- _The request_
Can you put every line of the records below into a JSON list of strings, one string per line, leaving out any blank lines?

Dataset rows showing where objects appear

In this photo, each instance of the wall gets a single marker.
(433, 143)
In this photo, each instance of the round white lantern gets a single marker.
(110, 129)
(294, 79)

- _Result for this task_
[
  "In this photo, each instance of the wall gets a single marker.",
  "(433, 143)",
  "In this photo, each instance of the round white lantern gets a single marker.",
  "(110, 129)",
  "(294, 79)"
]